> **Treść zadania**
Zaktualizuj rekordy, zaczynając od wiersza zawierającego „Report the position of each instance of the dark” i kończąc na końcu rekordów: zamień „light blue shirt” na „striped shirt”, a resztę pozostaw bez zmian. Podaj tylko ten fragment.

* * * *

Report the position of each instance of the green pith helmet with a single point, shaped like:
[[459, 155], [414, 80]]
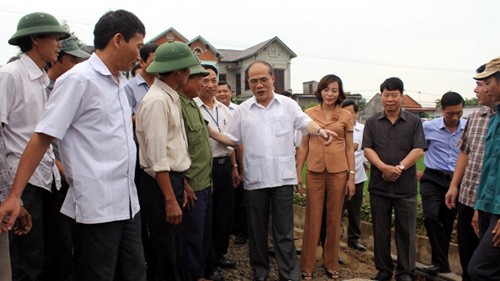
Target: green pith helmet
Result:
[[172, 56], [38, 23], [70, 46]]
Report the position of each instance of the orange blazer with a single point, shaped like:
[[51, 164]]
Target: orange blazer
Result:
[[331, 157]]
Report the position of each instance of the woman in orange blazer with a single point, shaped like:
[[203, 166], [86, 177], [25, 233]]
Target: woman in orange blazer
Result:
[[330, 175]]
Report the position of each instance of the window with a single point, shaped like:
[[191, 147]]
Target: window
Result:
[[279, 83]]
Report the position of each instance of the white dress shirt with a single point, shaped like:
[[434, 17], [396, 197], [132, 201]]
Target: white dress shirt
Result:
[[160, 131], [232, 107], [359, 156], [218, 119], [267, 133], [22, 99], [88, 112]]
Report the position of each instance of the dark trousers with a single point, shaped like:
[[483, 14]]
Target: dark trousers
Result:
[[353, 207], [405, 210], [33, 255], [467, 238], [280, 201], [62, 266], [223, 203], [165, 238], [105, 248], [484, 264], [146, 235], [240, 225], [197, 236], [438, 219]]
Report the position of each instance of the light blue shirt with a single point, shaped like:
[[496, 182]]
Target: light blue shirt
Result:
[[442, 150], [136, 89], [267, 137], [88, 113]]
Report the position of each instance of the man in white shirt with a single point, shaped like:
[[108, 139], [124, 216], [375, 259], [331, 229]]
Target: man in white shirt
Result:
[[224, 94], [88, 113], [265, 125], [354, 205], [163, 154], [22, 99]]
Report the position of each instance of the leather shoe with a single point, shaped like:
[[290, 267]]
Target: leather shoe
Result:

* * * *

> **Poprawna odpowiedź**
Report the position of each instance of the dark trousers with a single point, shaped like:
[[483, 14]]
Target: dark trousers
Result:
[[353, 207], [405, 210], [33, 255], [467, 238], [280, 201], [62, 266], [223, 203], [165, 238], [105, 248], [484, 264], [146, 235], [240, 225], [197, 236], [438, 219]]
Report the position of each instance of the striped shirt with a single point, shaped like:
[[496, 182]]
Target: striped shirt
Result:
[[442, 150], [136, 89], [267, 137], [88, 113]]
Report the position of each instance of the man in white shirt with a single point, shaped like:
[[108, 139], [124, 216], [375, 259], [331, 229]]
Target: man in white shirt
Result:
[[224, 94], [88, 113], [265, 125], [354, 205], [163, 154], [22, 99]]
Report the position of each instance of the leather shoe with a single point, shaped like:
[[290, 267]]
Target: leather shoe
Result:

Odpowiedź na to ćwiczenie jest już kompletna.